Don’t have time for long reviews of comics? Then check out Graphic Bits: bite sized chunks of comic book goodness designed to get behind the panels and into your hearts.
This is Graphic Bits.
EI8HT #1
Dark Horse, Rafael Albuquerque and Mike Johnson (writers), Rafael Albuquerque (artist)
Rating: 9/10
As the new golden age of comic book sci-fi continues, Rafael Albuquerque and Mike Johnson, take us to a future where Joshua is on a pioneering journey back through time. Suffering temporary memory loss, the reader is cleverly put in the same position of the lead in having pieces of an ‘alien landscape’ revealed to him as fragments of memory slowly return. As much the enigma as Jeff Lemire’s Trillium, or this month debuts of Matt Kindt’s Divinity and Grant Morrison’s Nameless, this first chapter is almost entirely a series of puzzle pieces. It’s already a book where the uncovering of these pieces is a rewarding pleasure. From an art perspective, it’s American Vampire‘s Rafael Albuquerque who is the star here, with his distinctive character designs and disparate time periods. Fusing his own narrative sensibilities with the art, colour is used with intent in this book: from the opening page we are told “The past is green. The present is purple. The future is blue. The Meld is something else entirely.” The first issue is filled with fragments of each, and it is a rare thing for a comic to use colour so effectively, creating something that is both utterly aliens and comfortingly familiar.
Bottom Line: EI8HT is a stunning and evocative new series from one of the best artists working in the business. The compelling premise takes familiar tropes and turns them on their head, asking readers to trust in it. Given the cliffhanger ending and plethora of questions left unanswered, we’re in for the long haul. Highly recommended.
Secret Identities #1
Image Comics, Jay Faerber and Brian Joines (writers), Ilias Kyriazis, Charlie Kirchoff (artists)

* **Supplied information**
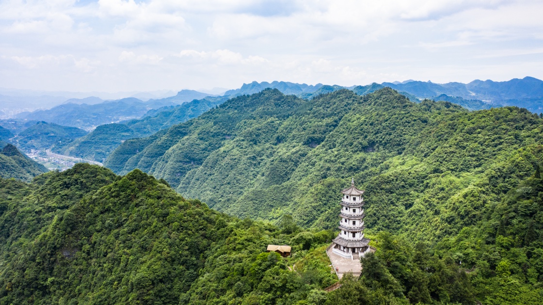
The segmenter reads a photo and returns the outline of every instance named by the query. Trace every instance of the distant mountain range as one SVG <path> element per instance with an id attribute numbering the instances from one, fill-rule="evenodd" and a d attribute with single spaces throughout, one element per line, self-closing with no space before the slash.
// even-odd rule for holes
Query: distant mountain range
<path id="1" fill-rule="evenodd" d="M 25 151 L 47 149 L 54 145 L 70 142 L 87 134 L 83 129 L 54 123 L 39 122 L 19 133 L 11 142 Z"/>
<path id="2" fill-rule="evenodd" d="M 535 113 L 543 112 L 543 81 L 526 77 L 507 81 L 490 80 L 474 80 L 468 84 L 449 82 L 436 84 L 431 81 L 408 80 L 403 82 L 374 82 L 367 86 L 344 87 L 318 84 L 314 86 L 284 81 L 272 82 L 253 81 L 244 84 L 241 88 L 227 91 L 229 97 L 251 94 L 265 88 L 279 90 L 283 94 L 294 94 L 304 99 L 346 88 L 358 94 L 368 94 L 383 87 L 389 87 L 407 96 L 412 100 L 425 98 L 445 100 L 458 104 L 470 110 L 491 107 L 516 106 Z"/>
<path id="3" fill-rule="evenodd" d="M 47 171 L 45 166 L 29 158 L 13 145 L 0 142 L 0 177 L 30 181 Z"/>

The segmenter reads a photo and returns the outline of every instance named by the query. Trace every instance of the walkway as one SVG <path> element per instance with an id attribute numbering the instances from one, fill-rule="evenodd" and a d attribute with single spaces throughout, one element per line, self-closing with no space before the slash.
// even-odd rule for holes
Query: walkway
<path id="1" fill-rule="evenodd" d="M 50 148 L 49 148 L 49 149 L 46 150 L 45 152 L 47 154 L 47 156 L 49 156 L 50 157 L 55 157 L 55 158 L 66 158 L 66 159 L 70 159 L 70 160 L 75 160 L 76 161 L 79 161 L 79 162 L 86 162 L 87 163 L 93 164 L 95 164 L 95 165 L 99 165 L 100 166 L 104 166 L 103 164 L 102 164 L 102 163 L 100 163 L 99 162 L 93 161 L 92 160 L 86 160 L 86 159 L 83 159 L 82 158 L 78 158 L 77 157 L 72 157 L 71 156 L 66 156 L 66 155 L 60 155 L 59 154 L 55 154 L 54 152 L 52 152 L 51 151 L 51 149 Z"/>
<path id="2" fill-rule="evenodd" d="M 326 254 L 332 262 L 332 267 L 334 270 L 338 270 L 336 273 L 339 279 L 341 279 L 344 274 L 349 272 L 351 272 L 355 277 L 360 276 L 360 274 L 362 272 L 362 265 L 360 264 L 359 259 L 353 260 L 350 258 L 345 258 L 338 255 L 332 251 L 332 247 L 329 247 L 326 249 Z"/>

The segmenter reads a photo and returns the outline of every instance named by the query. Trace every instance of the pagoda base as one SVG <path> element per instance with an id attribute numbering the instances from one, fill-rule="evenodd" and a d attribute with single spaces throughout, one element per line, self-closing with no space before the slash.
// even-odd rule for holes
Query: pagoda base
<path id="1" fill-rule="evenodd" d="M 339 256 L 341 256 L 342 257 L 352 259 L 352 253 L 347 253 L 346 252 L 342 251 L 339 249 L 337 249 L 334 247 L 332 248 L 332 252 L 335 253 L 336 254 L 339 255 Z"/>

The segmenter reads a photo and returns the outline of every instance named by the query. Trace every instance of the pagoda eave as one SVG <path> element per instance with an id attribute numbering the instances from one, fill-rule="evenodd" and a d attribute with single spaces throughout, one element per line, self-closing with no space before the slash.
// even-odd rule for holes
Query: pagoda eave
<path id="1" fill-rule="evenodd" d="M 336 237 L 333 241 L 338 245 L 350 248 L 361 248 L 368 246 L 370 243 L 370 239 L 368 238 L 362 238 L 358 240 L 349 240 L 339 236 Z"/>
<path id="2" fill-rule="evenodd" d="M 340 230 L 346 231 L 347 232 L 361 232 L 362 230 L 363 230 L 365 227 L 366 227 L 365 226 L 362 226 L 361 227 L 358 227 L 356 228 L 351 228 L 349 227 L 344 227 L 343 226 L 339 226 L 339 227 L 338 227 L 338 228 L 339 228 Z"/>
<path id="3" fill-rule="evenodd" d="M 362 219 L 366 217 L 366 214 L 363 213 L 360 215 L 348 215 L 340 213 L 339 213 L 339 217 L 345 219 Z"/>

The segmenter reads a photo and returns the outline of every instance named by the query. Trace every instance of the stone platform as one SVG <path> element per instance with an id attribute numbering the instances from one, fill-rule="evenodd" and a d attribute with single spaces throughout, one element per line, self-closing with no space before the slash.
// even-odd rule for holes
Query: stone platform
<path id="1" fill-rule="evenodd" d="M 338 255 L 332 252 L 331 246 L 326 249 L 326 254 L 332 262 L 334 271 L 338 270 L 336 271 L 336 274 L 339 279 L 343 277 L 343 275 L 349 272 L 352 273 L 355 277 L 360 276 L 360 274 L 362 272 L 362 265 L 360 264 L 359 259 L 346 258 Z"/>

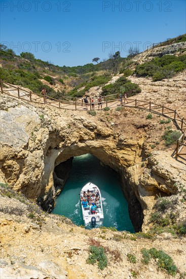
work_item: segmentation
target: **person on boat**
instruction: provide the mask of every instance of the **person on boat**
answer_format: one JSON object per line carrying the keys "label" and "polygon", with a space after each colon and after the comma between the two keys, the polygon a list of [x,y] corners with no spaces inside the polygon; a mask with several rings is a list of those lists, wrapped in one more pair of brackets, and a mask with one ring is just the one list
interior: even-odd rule
{"label": "person on boat", "polygon": [[92,199],[92,198],[91,197],[90,200],[89,200],[89,205],[92,205],[93,202],[94,202],[93,200]]}
{"label": "person on boat", "polygon": [[96,205],[94,204],[94,203],[92,203],[92,205],[90,208],[92,214],[95,214],[96,212]]}
{"label": "person on boat", "polygon": [[101,96],[100,95],[97,98],[97,102],[98,104],[98,110],[99,110],[99,106],[101,106],[101,110],[102,110],[102,99]]}
{"label": "person on boat", "polygon": [[99,206],[99,197],[96,197],[95,200],[95,204],[96,206]]}
{"label": "person on boat", "polygon": [[83,201],[82,201],[82,205],[83,205],[83,207],[87,207],[88,205],[88,201],[86,200],[86,198],[84,198],[84,199],[83,200]]}
{"label": "person on boat", "polygon": [[87,201],[88,201],[88,202],[89,202],[89,200],[90,200],[90,197],[91,197],[89,196],[89,195],[87,195]]}
{"label": "person on boat", "polygon": [[89,196],[90,197],[92,196],[92,193],[89,190],[87,190],[87,196]]}

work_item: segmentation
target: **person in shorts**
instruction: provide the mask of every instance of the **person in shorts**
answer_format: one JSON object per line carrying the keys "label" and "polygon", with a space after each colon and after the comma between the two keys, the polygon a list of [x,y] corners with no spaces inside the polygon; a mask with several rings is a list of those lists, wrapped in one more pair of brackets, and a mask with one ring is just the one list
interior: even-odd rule
{"label": "person in shorts", "polygon": [[43,99],[44,100],[44,102],[47,102],[47,96],[46,96],[47,92],[46,92],[46,89],[45,88],[44,88],[43,89],[43,90],[41,92],[41,94],[42,94],[42,95],[44,95],[43,96]]}
{"label": "person in shorts", "polygon": [[88,110],[88,105],[89,104],[89,101],[88,100],[88,97],[86,97],[84,98],[84,102],[85,104],[85,109]]}
{"label": "person in shorts", "polygon": [[101,106],[101,110],[102,109],[102,99],[101,96],[99,95],[97,98],[97,102],[98,104],[98,110],[99,110],[99,106]]}
{"label": "person in shorts", "polygon": [[94,101],[93,97],[91,99],[91,106],[92,106],[92,110],[94,111]]}
{"label": "person in shorts", "polygon": [[126,93],[125,93],[125,94],[124,94],[124,103],[125,103],[125,101],[127,102],[128,102],[128,101],[127,100],[127,94]]}

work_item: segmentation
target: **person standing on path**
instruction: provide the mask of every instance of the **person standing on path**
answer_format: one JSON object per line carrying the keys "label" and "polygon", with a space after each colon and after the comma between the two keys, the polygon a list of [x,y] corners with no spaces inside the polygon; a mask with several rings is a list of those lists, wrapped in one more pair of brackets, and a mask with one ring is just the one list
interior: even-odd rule
{"label": "person standing on path", "polygon": [[94,101],[93,97],[92,97],[91,99],[91,106],[92,106],[92,110],[94,111]]}
{"label": "person standing on path", "polygon": [[125,93],[125,94],[124,94],[124,103],[125,103],[125,101],[127,102],[127,103],[128,103],[128,101],[127,100],[127,93]]}
{"label": "person standing on path", "polygon": [[89,101],[88,100],[88,97],[86,96],[86,98],[84,98],[84,102],[85,104],[85,109],[88,110],[88,105],[89,103]]}
{"label": "person standing on path", "polygon": [[46,89],[45,88],[44,88],[43,89],[43,90],[41,92],[41,94],[42,94],[42,95],[44,95],[43,99],[44,100],[44,102],[47,102],[47,97],[46,97],[47,92],[46,92]]}
{"label": "person standing on path", "polygon": [[120,106],[122,106],[122,94],[121,93],[120,93]]}
{"label": "person standing on path", "polygon": [[100,95],[97,98],[97,101],[98,103],[98,110],[99,110],[99,106],[101,106],[101,110],[102,109],[102,99],[101,96]]}

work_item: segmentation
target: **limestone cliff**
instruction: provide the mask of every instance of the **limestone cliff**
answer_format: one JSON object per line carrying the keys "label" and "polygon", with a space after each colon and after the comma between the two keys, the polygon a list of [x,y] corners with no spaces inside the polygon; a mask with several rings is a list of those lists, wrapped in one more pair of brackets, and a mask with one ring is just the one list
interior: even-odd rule
{"label": "limestone cliff", "polygon": [[[68,176],[67,170],[64,177],[58,177],[55,167],[84,154],[95,156],[120,175],[137,231],[144,216],[144,228],[148,222],[157,193],[174,194],[175,184],[185,182],[183,165],[170,161],[169,156],[165,162],[161,151],[152,153],[147,161],[146,130],[139,129],[137,119],[131,131],[121,131],[120,127],[103,121],[102,115],[92,118],[84,112],[33,106],[5,95],[1,100],[1,181],[38,199],[46,210],[53,205]],[[146,160],[144,169],[142,160]]]}

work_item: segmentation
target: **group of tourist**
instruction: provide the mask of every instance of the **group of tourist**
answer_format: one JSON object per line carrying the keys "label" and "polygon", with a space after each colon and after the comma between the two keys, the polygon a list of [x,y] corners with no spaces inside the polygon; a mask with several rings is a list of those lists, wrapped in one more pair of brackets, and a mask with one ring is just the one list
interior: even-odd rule
{"label": "group of tourist", "polygon": [[[88,99],[88,96],[86,96],[85,98],[82,98],[82,103],[83,104],[83,101],[85,103],[85,109],[88,110],[88,106],[89,104],[89,101]],[[94,100],[94,98],[92,97],[92,98],[90,98],[90,102],[91,102],[91,108],[93,111],[94,110],[94,106],[95,106],[95,102]],[[101,110],[102,109],[102,98],[101,96],[99,95],[98,97],[97,98],[97,103],[98,105],[98,110],[99,110],[99,107],[101,107]]]}
{"label": "group of tourist", "polygon": [[80,199],[83,206],[84,208],[90,207],[92,214],[95,214],[96,208],[100,205],[99,192],[92,193],[89,190],[87,192],[84,191]]}

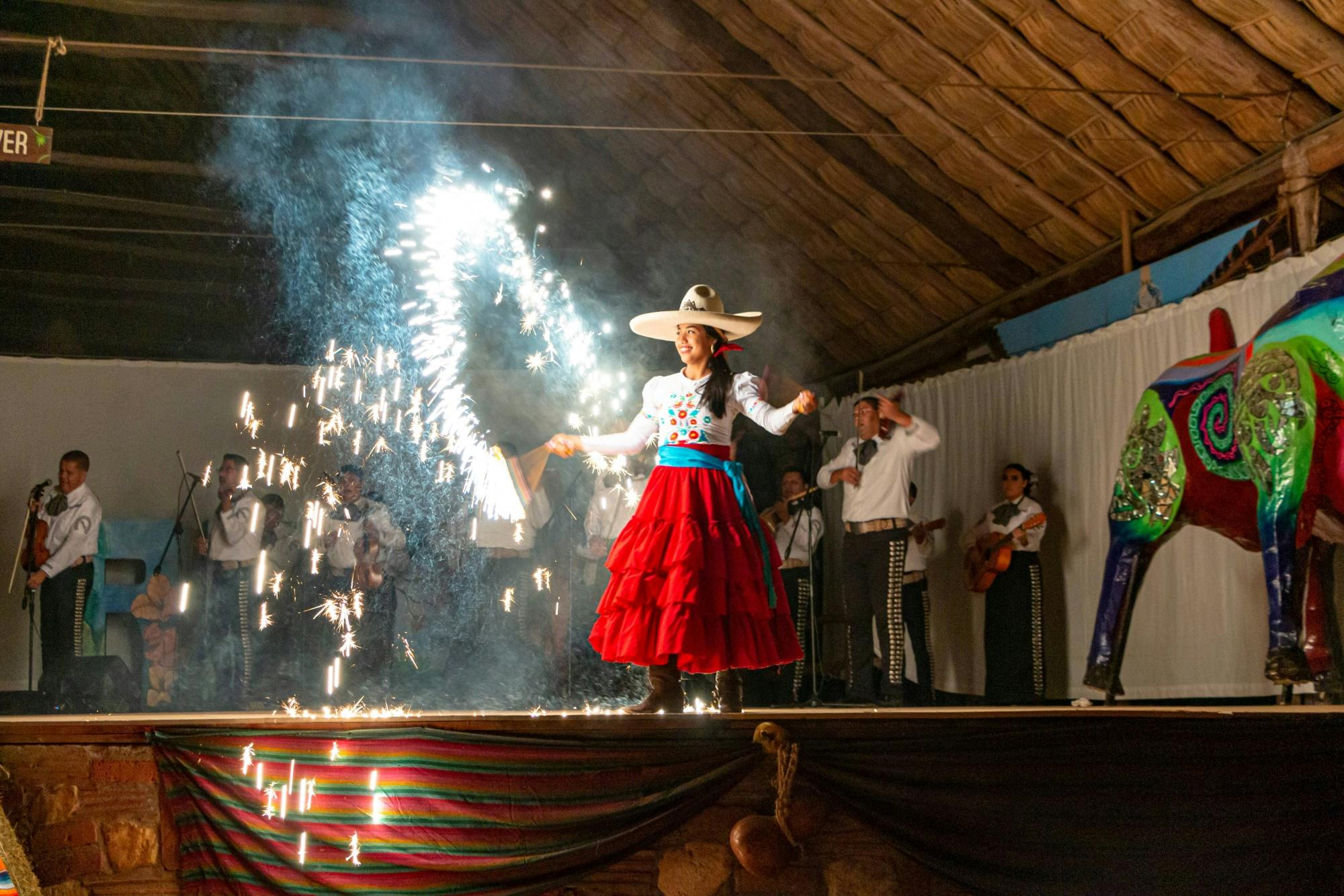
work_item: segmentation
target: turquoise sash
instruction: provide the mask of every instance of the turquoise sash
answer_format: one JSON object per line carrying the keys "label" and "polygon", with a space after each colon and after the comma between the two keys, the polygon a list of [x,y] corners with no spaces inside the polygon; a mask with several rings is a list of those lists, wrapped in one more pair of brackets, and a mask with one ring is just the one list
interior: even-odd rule
{"label": "turquoise sash", "polygon": [[770,569],[770,544],[765,539],[766,535],[761,527],[761,519],[757,517],[755,507],[751,506],[751,491],[747,488],[747,480],[742,475],[742,464],[735,460],[719,460],[708,452],[681,445],[663,445],[659,448],[659,463],[664,467],[718,470],[727,474],[728,480],[732,483],[732,494],[738,499],[738,507],[742,510],[742,518],[747,521],[747,529],[755,535],[757,548],[761,549],[761,569],[765,570],[765,588],[766,593],[770,595],[770,609],[774,609],[774,570]]}

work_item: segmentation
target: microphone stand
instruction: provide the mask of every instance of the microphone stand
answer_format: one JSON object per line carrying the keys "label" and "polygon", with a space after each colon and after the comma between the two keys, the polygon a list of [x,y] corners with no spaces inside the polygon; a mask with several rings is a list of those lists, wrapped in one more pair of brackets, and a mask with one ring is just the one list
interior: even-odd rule
{"label": "microphone stand", "polygon": [[181,544],[181,517],[187,513],[187,505],[191,505],[192,513],[196,515],[196,526],[200,531],[206,531],[206,526],[200,522],[200,510],[196,509],[196,486],[200,484],[200,476],[194,472],[187,472],[185,464],[181,463],[181,452],[177,452],[177,464],[181,467],[183,478],[191,480],[191,487],[187,488],[187,498],[181,502],[181,507],[177,509],[177,517],[173,519],[172,531],[168,533],[168,541],[164,542],[164,550],[159,554],[159,562],[155,564],[153,574],[157,576],[164,570],[164,560],[168,557],[168,550],[172,548],[172,539],[176,538],[179,545]]}

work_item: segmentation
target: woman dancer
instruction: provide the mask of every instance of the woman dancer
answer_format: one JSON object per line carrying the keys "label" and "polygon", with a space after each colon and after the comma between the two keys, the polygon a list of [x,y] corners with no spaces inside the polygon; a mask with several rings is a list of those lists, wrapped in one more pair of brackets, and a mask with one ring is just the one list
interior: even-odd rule
{"label": "woman dancer", "polygon": [[612,545],[612,581],[589,642],[613,663],[649,669],[649,696],[630,712],[681,712],[680,671],[716,673],[722,712],[742,710],[742,669],[801,659],[780,578],[780,554],[761,529],[742,465],[728,459],[732,420],[745,413],[782,435],[816,410],[802,391],[773,408],[762,383],[734,374],[734,339],[761,326],[759,312],[730,315],[710,287],[692,287],[679,311],[644,313],[630,330],[676,343],[685,365],[644,386],[644,408],[624,433],[556,435],[552,452],[634,453],[655,436],[659,464],[640,506]]}
{"label": "woman dancer", "polygon": [[1039,704],[1046,696],[1040,541],[1044,514],[1031,498],[1031,471],[1004,467],[1001,505],[970,531],[977,545],[1009,537],[1012,561],[985,592],[985,702]]}

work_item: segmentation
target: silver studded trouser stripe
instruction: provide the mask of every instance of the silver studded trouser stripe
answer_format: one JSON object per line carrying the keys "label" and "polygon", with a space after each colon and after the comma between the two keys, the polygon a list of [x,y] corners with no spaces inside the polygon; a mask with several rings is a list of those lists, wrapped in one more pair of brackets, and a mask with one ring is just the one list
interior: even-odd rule
{"label": "silver studded trouser stripe", "polygon": [[243,642],[243,694],[251,683],[251,577],[238,576],[238,632]]}
{"label": "silver studded trouser stripe", "polygon": [[79,577],[75,580],[75,630],[74,646],[75,657],[83,657],[83,604],[89,599],[89,580]]}
{"label": "silver studded trouser stripe", "polygon": [[1040,564],[1031,565],[1031,683],[1036,700],[1046,697],[1046,639],[1042,619]]}
{"label": "silver studded trouser stripe", "polygon": [[[798,644],[802,647],[802,659],[793,663],[793,701],[798,701],[798,694],[802,693],[802,671],[808,665],[808,635],[810,634],[808,627],[808,620],[810,619],[812,611],[812,580],[806,576],[798,578],[798,613],[793,620],[794,630],[798,634]],[[814,647],[812,647],[816,650]],[[848,651],[847,651],[848,652]],[[816,657],[810,658],[816,662]]]}
{"label": "silver studded trouser stripe", "polygon": [[900,686],[906,677],[906,620],[900,585],[906,577],[906,539],[887,542],[887,682]]}

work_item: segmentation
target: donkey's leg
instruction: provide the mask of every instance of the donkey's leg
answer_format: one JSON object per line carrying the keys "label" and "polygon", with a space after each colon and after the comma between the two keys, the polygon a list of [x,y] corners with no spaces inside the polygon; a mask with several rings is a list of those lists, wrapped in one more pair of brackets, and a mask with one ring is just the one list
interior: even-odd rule
{"label": "donkey's leg", "polygon": [[1179,435],[1157,393],[1134,409],[1110,500],[1110,550],[1083,683],[1107,698],[1125,693],[1120,662],[1134,599],[1157,542],[1172,529],[1185,488]]}
{"label": "donkey's leg", "polygon": [[1298,510],[1312,465],[1316,386],[1306,362],[1284,346],[1259,350],[1236,386],[1236,441],[1259,491],[1255,507],[1269,596],[1265,677],[1309,681],[1294,591]]}

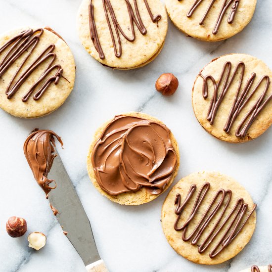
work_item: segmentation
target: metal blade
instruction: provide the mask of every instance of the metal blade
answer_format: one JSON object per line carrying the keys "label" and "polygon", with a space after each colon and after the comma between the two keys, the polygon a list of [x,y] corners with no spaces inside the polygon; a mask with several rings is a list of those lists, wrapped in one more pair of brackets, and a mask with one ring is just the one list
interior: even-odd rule
{"label": "metal blade", "polygon": [[48,176],[57,186],[49,193],[48,199],[59,213],[56,217],[68,232],[67,238],[87,266],[100,258],[90,221],[56,149],[56,154]]}

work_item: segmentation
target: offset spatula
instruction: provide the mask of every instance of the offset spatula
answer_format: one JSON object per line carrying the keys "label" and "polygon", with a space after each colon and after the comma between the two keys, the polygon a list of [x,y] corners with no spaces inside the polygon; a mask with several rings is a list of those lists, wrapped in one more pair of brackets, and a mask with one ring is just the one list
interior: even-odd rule
{"label": "offset spatula", "polygon": [[56,149],[48,178],[56,187],[49,193],[51,205],[59,213],[56,217],[67,237],[82,259],[88,272],[108,272],[95,245],[90,221]]}

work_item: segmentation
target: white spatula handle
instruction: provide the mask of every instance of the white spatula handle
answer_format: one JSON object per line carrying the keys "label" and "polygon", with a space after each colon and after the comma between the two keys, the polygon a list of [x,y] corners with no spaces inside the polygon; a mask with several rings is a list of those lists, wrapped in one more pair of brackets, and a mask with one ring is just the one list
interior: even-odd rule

* **Do this**
Rewrite everything in the Graphic Bits review from "Bottom Line: EI8HT" down to "Charlie Kirchoff (artists)", swapping "cliffhanger ending" for "twist ending".

* **Solution to this problem**
Bottom Line: EI8HT is a stunning and evocative new series from one of the best artists working in the business. The compelling premise takes familiar tropes and turns them on their head, asking readers to trust in it. Given the twist ending and plethora of questions left unanswered, we’re in for the long haul. Highly recommended.
Secret Identities #1
Image Comics, Jay Faerber and Brian Joines (writers), Ilias Kyriazis, Charlie Kirchoff (artists)